(Page text)

Each complex has up to three name categories: firstly, a mandatory recommended name that is either taken from the GO or is the most commonly used name in the literature. In parallel, missing terms are added to the GO and the protein complex hierarchy within the GO is being revised and augmented. Secondly, additional names for the complex are added to the list of synonyms. Thirdly, in collaboration with Reactome (17,18), we give each complex a systematic name, which is essentially a string of gene names of the complex participants, separated with a colon (:) and stoichiometry indicated, e.g., 2xHBA1:2xHBB for haemoglobin HbA. For further details of the Reactome nomenclature rules, see (19).

Further information on the complex is added by the curator providing a detailed description of its function, and any processes it is involved in, as well as information about properties, such as molecular weight, complex size or internal topology of the complex, where available. Complexes with complete stoichiometry are also annotated with the relevant assembly terms, such as homodimer or heterotrimer. Where applicable, important ligands are listed and short descriptions are given about diseases with which the complex is associated.

To aid data integration and to provide maximum additional information to the user, related classes or instances of the complex in other databases are provided as cross-referenced links. These may include links to ChEMBL, EMDataBank (20), the GO, MatrixDB, PDBe (21) and Reactome. Links to experimental evidence proving the existence and content of a particular complex are provided as IMEx (International Molecular Exchange Consortium (22)), IntAct, MINT, MatrixDB or DIP cross-references and, as indicated, ECO codes are used to further indicate the level of evidence available for the complex. For enzymes we provide a link to the Integrated relational Enzyme database (IntEnz (23)). When a complex is involved in a disease we provide cross-references to Online Mendelian Inheritance in Man (OMIM, http://omim.org/), Experimental Factor Ontology (EFO) and/or Orphanet (http://www.ebi.ac.uk/efo/about.html and http://www.orphadata.org/cgi-bin/inc/ordo_orphanet.inc.php). As EFO is in the process of compiling a new disease ontology we will progressively be cross-referencing to EFO/Orphanet/ORDO. Further information in the literature on the complex, such as an appropriate review or a functional study, is cross-referenced to Europe PubMed Central (24).

(End Page text)

What needs to be done –
Summarize the passage on protein complex annotation in two sentences.

(Given records)

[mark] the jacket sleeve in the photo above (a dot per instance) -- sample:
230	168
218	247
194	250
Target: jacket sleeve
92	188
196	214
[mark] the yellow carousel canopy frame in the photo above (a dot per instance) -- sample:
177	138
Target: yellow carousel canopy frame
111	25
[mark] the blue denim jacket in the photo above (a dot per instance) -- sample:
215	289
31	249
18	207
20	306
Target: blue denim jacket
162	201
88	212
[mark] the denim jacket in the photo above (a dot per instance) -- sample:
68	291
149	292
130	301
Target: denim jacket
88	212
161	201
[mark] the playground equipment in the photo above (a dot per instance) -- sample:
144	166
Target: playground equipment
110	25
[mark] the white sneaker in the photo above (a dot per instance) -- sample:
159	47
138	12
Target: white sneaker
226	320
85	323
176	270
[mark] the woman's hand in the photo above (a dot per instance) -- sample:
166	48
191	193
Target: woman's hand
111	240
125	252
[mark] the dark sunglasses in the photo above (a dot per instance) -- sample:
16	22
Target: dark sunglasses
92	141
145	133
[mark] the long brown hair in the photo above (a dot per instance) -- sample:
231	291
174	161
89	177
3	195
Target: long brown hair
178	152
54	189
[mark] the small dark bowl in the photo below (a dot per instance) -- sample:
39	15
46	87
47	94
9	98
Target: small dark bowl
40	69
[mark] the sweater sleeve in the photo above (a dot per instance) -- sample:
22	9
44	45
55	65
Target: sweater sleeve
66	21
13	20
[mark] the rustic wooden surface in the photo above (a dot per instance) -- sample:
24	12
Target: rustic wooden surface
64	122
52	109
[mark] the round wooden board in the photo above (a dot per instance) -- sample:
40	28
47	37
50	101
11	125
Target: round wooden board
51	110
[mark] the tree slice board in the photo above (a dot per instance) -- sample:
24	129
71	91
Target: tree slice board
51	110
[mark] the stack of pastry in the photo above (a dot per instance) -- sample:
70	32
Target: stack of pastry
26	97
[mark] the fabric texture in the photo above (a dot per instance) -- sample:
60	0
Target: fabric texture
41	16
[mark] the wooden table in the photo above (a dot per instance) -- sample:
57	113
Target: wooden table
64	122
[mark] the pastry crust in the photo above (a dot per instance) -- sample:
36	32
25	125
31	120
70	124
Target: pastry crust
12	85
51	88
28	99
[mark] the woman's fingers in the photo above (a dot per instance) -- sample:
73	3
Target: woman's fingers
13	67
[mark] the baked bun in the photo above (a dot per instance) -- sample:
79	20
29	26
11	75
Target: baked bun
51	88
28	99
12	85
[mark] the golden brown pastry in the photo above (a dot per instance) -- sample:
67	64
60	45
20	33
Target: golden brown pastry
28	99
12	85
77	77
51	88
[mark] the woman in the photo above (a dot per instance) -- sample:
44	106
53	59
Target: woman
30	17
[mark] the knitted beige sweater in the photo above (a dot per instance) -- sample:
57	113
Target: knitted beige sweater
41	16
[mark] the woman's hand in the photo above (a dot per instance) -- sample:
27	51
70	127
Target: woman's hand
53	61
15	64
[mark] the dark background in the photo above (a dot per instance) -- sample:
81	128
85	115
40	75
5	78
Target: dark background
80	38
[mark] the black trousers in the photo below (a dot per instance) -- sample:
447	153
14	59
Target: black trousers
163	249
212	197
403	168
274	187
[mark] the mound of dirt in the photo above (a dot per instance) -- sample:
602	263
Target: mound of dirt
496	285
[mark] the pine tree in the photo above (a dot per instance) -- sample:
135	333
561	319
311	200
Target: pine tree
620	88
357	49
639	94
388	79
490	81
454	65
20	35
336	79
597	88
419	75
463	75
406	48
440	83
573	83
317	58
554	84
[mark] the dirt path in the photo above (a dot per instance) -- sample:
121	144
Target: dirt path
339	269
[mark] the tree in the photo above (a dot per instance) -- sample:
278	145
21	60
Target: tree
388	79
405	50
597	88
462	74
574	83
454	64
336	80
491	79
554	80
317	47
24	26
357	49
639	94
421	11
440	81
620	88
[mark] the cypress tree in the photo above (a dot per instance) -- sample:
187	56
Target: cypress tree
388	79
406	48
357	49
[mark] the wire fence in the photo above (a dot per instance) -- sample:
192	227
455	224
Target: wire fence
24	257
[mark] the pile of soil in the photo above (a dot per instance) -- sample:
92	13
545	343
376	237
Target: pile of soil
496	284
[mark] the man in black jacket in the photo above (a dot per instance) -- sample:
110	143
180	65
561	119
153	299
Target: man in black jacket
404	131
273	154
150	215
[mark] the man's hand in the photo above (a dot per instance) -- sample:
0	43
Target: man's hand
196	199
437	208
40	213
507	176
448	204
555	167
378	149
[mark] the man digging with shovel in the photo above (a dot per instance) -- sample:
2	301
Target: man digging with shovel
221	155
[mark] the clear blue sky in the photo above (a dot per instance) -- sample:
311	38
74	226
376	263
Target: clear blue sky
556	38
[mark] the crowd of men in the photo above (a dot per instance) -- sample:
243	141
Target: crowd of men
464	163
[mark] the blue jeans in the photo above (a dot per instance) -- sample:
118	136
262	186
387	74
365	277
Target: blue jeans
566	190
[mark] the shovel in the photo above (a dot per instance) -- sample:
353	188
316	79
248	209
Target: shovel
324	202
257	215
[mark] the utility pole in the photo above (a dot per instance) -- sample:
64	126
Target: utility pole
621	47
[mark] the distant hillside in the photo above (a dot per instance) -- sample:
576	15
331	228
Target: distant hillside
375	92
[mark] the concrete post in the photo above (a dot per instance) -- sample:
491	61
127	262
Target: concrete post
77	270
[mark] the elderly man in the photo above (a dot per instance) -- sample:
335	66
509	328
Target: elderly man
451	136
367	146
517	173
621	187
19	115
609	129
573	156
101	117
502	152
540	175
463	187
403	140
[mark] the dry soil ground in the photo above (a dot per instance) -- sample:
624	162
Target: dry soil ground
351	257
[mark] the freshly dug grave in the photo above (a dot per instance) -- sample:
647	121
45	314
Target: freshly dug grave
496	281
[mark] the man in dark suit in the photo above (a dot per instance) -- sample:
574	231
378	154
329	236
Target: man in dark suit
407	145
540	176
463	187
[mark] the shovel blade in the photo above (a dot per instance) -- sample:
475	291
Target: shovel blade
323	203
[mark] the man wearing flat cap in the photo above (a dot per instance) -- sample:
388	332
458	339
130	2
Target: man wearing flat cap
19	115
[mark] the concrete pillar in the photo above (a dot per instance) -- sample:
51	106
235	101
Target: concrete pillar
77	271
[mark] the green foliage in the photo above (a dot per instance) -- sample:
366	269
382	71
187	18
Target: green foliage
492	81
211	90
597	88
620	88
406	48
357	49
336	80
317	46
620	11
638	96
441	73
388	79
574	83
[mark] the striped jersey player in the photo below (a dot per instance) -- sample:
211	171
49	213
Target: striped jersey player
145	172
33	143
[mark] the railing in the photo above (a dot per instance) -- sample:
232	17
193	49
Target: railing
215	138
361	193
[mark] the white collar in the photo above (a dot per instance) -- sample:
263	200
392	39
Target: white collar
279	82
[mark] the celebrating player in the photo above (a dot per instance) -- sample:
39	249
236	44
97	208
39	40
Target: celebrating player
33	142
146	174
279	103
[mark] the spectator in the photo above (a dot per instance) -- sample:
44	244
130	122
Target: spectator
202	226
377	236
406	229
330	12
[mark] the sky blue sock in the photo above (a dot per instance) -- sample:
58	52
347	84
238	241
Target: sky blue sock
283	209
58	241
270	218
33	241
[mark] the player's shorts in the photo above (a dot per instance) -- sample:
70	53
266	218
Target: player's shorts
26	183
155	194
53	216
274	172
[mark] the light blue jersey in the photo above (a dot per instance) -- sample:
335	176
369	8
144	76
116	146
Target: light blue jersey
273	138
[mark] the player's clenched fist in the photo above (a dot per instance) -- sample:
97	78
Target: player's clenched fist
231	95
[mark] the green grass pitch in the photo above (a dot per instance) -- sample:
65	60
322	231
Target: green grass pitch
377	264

(End Given records)

Exercise output –
Each complex has up to three categories of names: a mandatory recommended name taken from the GO or the most commonly used name in the literature, synonyms, and a systematic name given in collaboration with Reactome, consisting of the participants' gene names separated by colons with stoichiometry indicated. Curators add a description of function, processes, properties, assembly terms, ligands and associated diseases where available, and cross-references link the complex to other databases, experimental evidence, enzyme and disease resources, and literature in Europe PubMed Central.